begin Extracted data
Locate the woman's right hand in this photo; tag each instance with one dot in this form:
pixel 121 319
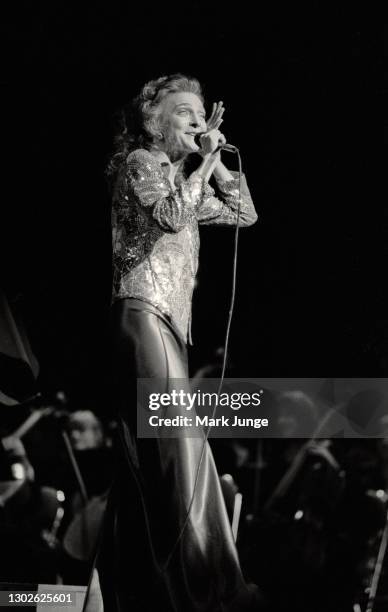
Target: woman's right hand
pixel 210 141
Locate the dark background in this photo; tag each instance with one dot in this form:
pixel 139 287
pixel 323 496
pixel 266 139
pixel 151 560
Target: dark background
pixel 300 91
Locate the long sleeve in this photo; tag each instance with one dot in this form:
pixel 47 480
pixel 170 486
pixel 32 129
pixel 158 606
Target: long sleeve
pixel 171 209
pixel 223 210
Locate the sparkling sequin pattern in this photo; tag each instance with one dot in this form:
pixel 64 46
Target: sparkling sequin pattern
pixel 155 233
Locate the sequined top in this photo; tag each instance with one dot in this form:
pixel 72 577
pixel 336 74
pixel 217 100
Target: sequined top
pixel 155 232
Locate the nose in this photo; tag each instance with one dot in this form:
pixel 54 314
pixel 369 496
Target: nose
pixel 195 120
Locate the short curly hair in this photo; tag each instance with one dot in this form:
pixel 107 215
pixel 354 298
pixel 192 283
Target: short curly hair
pixel 138 123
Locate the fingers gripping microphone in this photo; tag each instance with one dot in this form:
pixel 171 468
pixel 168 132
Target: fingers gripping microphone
pixel 227 147
pixel 221 147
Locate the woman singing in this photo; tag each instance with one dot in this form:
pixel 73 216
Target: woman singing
pixel 167 544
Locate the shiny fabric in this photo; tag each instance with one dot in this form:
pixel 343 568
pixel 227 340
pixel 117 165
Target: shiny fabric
pixel 155 232
pixel 140 568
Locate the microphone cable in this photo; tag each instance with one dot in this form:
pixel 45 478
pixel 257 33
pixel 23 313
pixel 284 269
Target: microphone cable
pixel 226 346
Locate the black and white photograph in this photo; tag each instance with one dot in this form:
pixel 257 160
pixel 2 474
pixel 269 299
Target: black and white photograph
pixel 193 312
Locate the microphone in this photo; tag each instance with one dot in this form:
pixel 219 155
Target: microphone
pixel 221 147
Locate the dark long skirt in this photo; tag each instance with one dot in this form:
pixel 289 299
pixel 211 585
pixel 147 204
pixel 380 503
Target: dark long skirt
pixel 145 562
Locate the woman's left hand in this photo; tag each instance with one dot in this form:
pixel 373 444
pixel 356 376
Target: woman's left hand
pixel 215 119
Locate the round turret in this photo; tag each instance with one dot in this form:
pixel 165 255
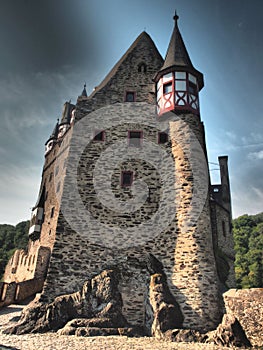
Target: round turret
pixel 178 82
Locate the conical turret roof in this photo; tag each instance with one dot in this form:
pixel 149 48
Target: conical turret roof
pixel 177 57
pixel 54 134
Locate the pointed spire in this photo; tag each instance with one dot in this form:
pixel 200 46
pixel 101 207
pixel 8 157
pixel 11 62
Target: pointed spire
pixel 84 92
pixel 177 57
pixel 54 134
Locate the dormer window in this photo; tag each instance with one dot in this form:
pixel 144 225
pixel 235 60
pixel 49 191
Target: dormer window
pixel 130 96
pixel 167 88
pixel 142 68
pixel 99 135
pixel 135 138
pixel 126 178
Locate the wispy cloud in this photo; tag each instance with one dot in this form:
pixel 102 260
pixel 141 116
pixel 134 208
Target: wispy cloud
pixel 256 155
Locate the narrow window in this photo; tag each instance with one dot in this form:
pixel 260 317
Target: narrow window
pixel 162 137
pixel 167 88
pixel 142 68
pixel 99 135
pixel 58 187
pixel 135 138
pixel 126 178
pixel 130 96
pixel 192 88
pixel 224 228
pixel 52 212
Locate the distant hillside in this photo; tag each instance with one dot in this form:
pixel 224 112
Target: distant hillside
pixel 12 238
pixel 248 236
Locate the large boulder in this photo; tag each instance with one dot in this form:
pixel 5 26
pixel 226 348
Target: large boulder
pixel 166 311
pixel 99 298
pixel 228 333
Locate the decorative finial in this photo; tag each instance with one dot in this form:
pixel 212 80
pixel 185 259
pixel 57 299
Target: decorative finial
pixel 84 92
pixel 176 17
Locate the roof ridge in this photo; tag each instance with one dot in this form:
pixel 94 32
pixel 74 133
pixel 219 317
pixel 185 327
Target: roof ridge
pixel 113 71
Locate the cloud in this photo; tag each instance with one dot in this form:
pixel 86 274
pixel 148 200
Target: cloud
pixel 255 155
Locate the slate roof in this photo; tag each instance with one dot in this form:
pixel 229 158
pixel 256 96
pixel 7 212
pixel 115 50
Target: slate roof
pixel 177 57
pixel 142 37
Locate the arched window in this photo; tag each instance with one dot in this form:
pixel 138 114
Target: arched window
pixel 142 68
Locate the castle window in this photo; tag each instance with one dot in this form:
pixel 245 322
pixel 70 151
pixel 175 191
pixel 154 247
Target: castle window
pixel 126 178
pixel 130 96
pixel 224 228
pixel 135 138
pixel 162 137
pixel 52 212
pixel 142 68
pixel 167 88
pixel 58 187
pixel 99 135
pixel 192 88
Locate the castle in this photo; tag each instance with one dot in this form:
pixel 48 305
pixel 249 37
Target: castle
pixel 126 175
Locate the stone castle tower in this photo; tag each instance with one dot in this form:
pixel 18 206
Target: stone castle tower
pixel 126 180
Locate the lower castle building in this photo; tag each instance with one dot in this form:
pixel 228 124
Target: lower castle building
pixel 126 178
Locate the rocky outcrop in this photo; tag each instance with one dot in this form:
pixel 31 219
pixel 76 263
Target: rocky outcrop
pixel 246 306
pixel 229 333
pixel 99 298
pixel 166 311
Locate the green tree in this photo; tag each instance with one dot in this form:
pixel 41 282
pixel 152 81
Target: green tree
pixel 248 237
pixel 12 238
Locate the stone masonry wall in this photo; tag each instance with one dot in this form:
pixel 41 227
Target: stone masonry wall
pixel 183 254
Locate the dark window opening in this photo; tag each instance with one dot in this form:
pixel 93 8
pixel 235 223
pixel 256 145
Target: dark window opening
pixel 126 178
pixel 58 187
pixel 167 88
pixel 52 212
pixel 162 137
pixel 142 68
pixel 224 228
pixel 99 136
pixel 130 96
pixel 135 138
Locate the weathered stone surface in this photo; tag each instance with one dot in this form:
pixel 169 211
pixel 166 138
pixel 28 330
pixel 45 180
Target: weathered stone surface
pixel 99 298
pixel 184 335
pixel 228 333
pixel 166 311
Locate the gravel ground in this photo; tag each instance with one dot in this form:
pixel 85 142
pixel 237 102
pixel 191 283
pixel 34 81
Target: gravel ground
pixel 57 342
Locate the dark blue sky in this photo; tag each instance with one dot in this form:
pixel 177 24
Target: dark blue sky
pixel 50 48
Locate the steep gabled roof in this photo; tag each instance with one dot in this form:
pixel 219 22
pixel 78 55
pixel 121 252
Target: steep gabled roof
pixel 143 37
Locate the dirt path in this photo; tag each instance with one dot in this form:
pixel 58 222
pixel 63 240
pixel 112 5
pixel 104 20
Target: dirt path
pixel 53 341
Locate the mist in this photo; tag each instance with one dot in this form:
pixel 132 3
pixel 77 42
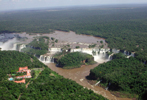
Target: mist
pixel 9 45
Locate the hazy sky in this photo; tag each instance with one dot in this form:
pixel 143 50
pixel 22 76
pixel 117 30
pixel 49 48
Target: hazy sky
pixel 22 4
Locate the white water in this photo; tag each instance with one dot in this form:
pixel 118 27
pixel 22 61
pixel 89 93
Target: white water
pixel 9 45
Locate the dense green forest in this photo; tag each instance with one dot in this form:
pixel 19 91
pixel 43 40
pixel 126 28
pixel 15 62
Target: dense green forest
pixel 124 74
pixel 123 27
pixel 38 46
pixel 47 86
pixel 50 86
pixel 73 60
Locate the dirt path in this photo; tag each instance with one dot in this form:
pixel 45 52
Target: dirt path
pixel 79 75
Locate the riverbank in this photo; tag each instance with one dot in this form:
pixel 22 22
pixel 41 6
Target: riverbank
pixel 79 75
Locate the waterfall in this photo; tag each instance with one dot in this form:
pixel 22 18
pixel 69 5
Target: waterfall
pixel 14 46
pixel 21 47
pixel 46 59
pixel 98 82
pixel 41 58
pixel 108 86
pixel 125 52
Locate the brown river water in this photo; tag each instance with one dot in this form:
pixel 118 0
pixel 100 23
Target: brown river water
pixel 79 75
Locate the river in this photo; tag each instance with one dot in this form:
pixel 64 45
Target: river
pixel 79 75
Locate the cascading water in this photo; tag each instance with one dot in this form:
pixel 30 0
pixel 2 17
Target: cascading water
pixel 46 59
pixel 14 46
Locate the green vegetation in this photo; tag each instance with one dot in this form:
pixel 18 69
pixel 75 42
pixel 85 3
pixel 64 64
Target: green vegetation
pixel 129 75
pixel 50 86
pixel 124 29
pixel 92 46
pixel 77 47
pixel 75 59
pixel 10 61
pixel 38 46
pixel 45 85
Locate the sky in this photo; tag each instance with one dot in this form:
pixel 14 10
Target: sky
pixel 26 4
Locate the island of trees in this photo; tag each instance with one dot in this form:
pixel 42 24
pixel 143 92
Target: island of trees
pixel 73 60
pixel 123 27
pixel 47 86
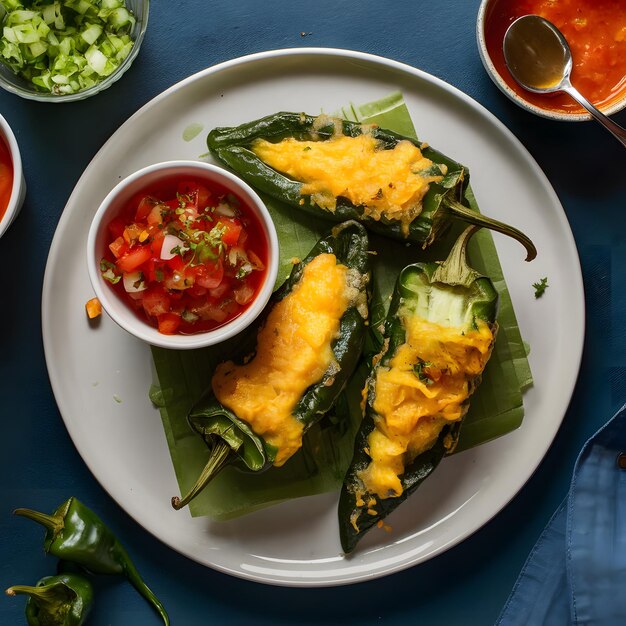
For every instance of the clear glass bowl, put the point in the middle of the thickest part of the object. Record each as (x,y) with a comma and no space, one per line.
(21,87)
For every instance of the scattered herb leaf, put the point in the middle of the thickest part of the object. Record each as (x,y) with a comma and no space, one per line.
(540,287)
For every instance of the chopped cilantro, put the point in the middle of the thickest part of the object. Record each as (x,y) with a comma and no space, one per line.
(540,287)
(139,281)
(108,270)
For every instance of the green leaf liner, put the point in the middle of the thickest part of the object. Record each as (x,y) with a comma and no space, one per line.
(182,376)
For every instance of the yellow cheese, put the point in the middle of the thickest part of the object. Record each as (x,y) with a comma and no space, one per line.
(293,353)
(412,409)
(386,183)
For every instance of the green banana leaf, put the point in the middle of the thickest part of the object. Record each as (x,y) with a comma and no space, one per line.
(182,376)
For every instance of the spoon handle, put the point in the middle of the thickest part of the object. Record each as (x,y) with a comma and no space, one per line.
(618,132)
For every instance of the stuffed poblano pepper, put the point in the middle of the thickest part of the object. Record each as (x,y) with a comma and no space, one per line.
(438,336)
(307,346)
(62,600)
(336,169)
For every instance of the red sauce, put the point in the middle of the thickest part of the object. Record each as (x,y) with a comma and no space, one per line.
(187,255)
(596,33)
(6,177)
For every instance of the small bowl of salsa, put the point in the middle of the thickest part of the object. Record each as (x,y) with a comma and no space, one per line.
(596,33)
(12,185)
(182,254)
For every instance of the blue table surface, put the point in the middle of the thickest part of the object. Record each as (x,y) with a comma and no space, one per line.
(39,466)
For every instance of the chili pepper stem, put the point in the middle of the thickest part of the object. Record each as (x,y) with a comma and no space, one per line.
(54,523)
(217,459)
(473,217)
(455,269)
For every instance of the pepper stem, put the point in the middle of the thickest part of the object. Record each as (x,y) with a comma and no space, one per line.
(217,459)
(455,269)
(473,217)
(54,523)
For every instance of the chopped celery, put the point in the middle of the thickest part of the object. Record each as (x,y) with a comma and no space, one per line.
(65,46)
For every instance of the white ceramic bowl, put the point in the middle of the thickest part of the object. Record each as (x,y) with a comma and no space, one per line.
(142,181)
(18,190)
(616,106)
(23,88)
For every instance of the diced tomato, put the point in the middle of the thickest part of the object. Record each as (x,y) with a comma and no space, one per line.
(204,197)
(146,205)
(254,259)
(232,231)
(243,237)
(209,276)
(176,264)
(116,227)
(132,233)
(209,310)
(156,301)
(135,257)
(168,323)
(157,244)
(221,290)
(155,216)
(244,294)
(196,291)
(189,189)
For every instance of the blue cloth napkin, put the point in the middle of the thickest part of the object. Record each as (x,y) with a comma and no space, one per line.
(576,573)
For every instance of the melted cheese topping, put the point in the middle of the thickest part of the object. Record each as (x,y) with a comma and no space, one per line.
(423,388)
(386,183)
(293,353)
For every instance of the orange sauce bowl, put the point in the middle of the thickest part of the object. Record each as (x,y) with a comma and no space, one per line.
(596,33)
(12,184)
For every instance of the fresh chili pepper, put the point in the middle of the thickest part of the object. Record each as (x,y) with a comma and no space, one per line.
(442,203)
(230,438)
(438,336)
(75,533)
(62,600)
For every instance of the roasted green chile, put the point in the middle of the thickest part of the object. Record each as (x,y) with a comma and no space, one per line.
(442,204)
(439,293)
(62,600)
(74,533)
(230,439)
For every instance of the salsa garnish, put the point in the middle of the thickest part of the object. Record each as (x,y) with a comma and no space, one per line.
(187,256)
(596,33)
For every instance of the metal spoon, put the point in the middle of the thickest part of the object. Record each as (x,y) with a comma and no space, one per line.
(540,60)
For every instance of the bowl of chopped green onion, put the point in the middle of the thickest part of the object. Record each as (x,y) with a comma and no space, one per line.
(65,50)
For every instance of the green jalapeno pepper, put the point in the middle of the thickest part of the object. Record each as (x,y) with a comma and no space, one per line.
(62,600)
(442,203)
(230,438)
(76,534)
(397,448)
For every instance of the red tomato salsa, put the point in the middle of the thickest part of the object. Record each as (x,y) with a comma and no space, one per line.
(6,177)
(596,33)
(188,256)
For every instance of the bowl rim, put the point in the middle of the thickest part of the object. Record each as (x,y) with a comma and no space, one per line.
(42,96)
(16,198)
(515,97)
(124,317)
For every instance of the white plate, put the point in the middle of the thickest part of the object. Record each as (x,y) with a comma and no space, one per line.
(100,376)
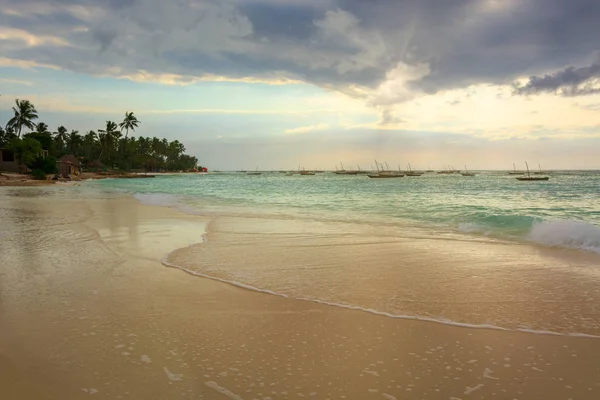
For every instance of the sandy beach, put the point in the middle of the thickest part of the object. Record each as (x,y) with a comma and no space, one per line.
(88,309)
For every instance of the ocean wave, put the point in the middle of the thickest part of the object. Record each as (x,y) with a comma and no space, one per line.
(444,321)
(566,233)
(571,234)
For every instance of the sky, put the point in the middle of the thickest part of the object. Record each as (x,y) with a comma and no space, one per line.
(314,83)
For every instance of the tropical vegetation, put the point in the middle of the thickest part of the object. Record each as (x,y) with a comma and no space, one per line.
(39,148)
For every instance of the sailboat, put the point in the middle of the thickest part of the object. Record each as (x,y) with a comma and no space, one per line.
(305,172)
(255,172)
(540,171)
(532,178)
(410,172)
(382,173)
(515,172)
(467,173)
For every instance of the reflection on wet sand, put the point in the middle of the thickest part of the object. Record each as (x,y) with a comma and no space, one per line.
(101,316)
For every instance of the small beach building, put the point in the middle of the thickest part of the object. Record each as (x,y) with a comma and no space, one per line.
(8,161)
(68,165)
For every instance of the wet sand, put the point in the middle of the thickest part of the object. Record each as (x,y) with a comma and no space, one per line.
(87,309)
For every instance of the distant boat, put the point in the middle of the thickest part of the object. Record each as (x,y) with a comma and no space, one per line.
(385,174)
(467,173)
(447,171)
(515,172)
(382,173)
(532,178)
(255,172)
(410,172)
(540,171)
(304,172)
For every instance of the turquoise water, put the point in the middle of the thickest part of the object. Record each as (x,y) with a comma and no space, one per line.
(564,211)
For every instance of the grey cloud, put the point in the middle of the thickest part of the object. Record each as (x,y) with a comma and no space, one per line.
(568,82)
(336,44)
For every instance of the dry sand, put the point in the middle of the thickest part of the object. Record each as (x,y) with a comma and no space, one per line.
(87,309)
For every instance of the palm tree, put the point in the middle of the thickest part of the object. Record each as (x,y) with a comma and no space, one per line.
(25,113)
(111,136)
(42,128)
(129,122)
(74,141)
(89,140)
(61,137)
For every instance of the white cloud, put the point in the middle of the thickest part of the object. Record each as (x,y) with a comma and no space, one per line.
(305,129)
(16,82)
(396,87)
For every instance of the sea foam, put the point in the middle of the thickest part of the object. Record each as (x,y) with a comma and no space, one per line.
(566,233)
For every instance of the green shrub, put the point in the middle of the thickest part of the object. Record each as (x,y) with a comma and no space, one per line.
(47,165)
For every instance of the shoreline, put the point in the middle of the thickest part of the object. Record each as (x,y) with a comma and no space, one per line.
(99,314)
(16,180)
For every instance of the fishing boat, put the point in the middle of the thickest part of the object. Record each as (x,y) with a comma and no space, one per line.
(515,172)
(447,171)
(410,172)
(539,172)
(255,172)
(385,173)
(532,178)
(467,173)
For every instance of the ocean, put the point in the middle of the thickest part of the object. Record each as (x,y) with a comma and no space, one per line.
(486,251)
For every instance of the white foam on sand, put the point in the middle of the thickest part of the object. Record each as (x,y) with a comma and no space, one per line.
(165,261)
(213,385)
(444,321)
(173,377)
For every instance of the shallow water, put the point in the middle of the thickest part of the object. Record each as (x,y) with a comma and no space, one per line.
(486,251)
(564,211)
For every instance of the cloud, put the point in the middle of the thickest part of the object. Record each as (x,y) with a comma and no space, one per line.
(305,129)
(570,81)
(16,82)
(385,52)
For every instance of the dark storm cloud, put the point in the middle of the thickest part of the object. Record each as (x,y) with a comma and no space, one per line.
(568,82)
(331,43)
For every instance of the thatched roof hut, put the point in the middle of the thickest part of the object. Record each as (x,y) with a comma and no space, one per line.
(95,164)
(68,165)
(70,159)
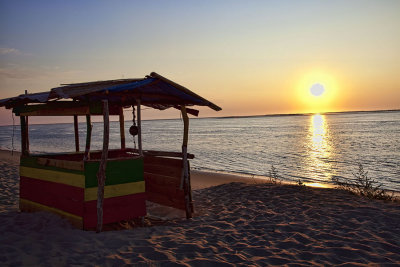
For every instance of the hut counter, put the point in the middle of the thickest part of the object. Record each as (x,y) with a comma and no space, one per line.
(68,187)
(93,188)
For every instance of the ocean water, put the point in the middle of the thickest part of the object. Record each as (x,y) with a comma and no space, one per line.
(311,148)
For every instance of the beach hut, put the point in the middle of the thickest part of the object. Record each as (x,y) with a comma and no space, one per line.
(92,188)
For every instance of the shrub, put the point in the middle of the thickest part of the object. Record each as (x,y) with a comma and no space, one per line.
(274,176)
(364,186)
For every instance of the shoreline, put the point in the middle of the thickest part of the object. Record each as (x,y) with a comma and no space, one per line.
(201,178)
(234,223)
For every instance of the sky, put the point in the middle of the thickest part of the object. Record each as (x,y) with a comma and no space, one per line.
(249,57)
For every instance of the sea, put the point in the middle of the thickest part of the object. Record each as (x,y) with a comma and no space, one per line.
(308,148)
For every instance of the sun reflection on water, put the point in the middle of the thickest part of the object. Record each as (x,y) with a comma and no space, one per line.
(319,149)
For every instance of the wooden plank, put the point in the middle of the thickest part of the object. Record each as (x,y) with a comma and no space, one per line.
(63,197)
(116,209)
(139,119)
(161,180)
(166,154)
(165,170)
(30,206)
(64,108)
(32,162)
(122,127)
(150,160)
(63,164)
(101,174)
(76,131)
(77,180)
(185,184)
(24,136)
(118,171)
(88,138)
(115,190)
(170,191)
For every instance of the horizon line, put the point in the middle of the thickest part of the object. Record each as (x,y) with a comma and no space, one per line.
(245,116)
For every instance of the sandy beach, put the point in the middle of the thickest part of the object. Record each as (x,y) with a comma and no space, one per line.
(235,223)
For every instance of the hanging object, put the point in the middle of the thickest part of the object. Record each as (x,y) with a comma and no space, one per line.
(133,130)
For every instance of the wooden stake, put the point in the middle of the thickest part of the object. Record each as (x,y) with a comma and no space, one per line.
(24,136)
(88,137)
(101,174)
(76,130)
(122,127)
(185,183)
(139,115)
(27,134)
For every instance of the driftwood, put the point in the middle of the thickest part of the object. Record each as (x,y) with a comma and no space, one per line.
(76,131)
(101,174)
(185,180)
(139,115)
(24,135)
(88,137)
(122,127)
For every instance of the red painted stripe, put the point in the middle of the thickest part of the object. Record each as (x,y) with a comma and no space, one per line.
(64,197)
(115,209)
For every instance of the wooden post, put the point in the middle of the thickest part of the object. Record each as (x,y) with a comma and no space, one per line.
(185,183)
(122,127)
(101,174)
(139,115)
(88,137)
(24,135)
(76,130)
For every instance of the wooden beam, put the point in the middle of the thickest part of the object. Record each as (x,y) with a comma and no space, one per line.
(64,108)
(101,174)
(139,118)
(76,131)
(27,134)
(122,127)
(88,137)
(185,182)
(24,136)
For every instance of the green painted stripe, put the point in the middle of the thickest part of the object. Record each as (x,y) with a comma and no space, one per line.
(32,163)
(117,172)
(116,190)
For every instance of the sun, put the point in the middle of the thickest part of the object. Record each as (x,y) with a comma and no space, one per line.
(316,92)
(317,89)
end Extracted data
# Task objective:
Above are the records; copy exactly the lines from the one with "For every instance of the wooden beam, put" through the final line.

# Written solution:
For every instance of the wooden beam, put the point in the middle of the thickest part of the object. Record each as (x,y) with a comma and no space, one per line.
(64,108)
(101,174)
(139,118)
(76,131)
(27,134)
(122,127)
(88,137)
(185,182)
(24,136)
For every instance of the green painted stripe, put the point in the middle of the thickest part of the object. Record each as (x,y) with a comma and no space, one per line.
(32,163)
(117,172)
(116,190)
For every instance of the sun, put the point in the middle of the thickest part of the object. Record each as (x,y) with a comma and no space, one per line.
(316,92)
(317,89)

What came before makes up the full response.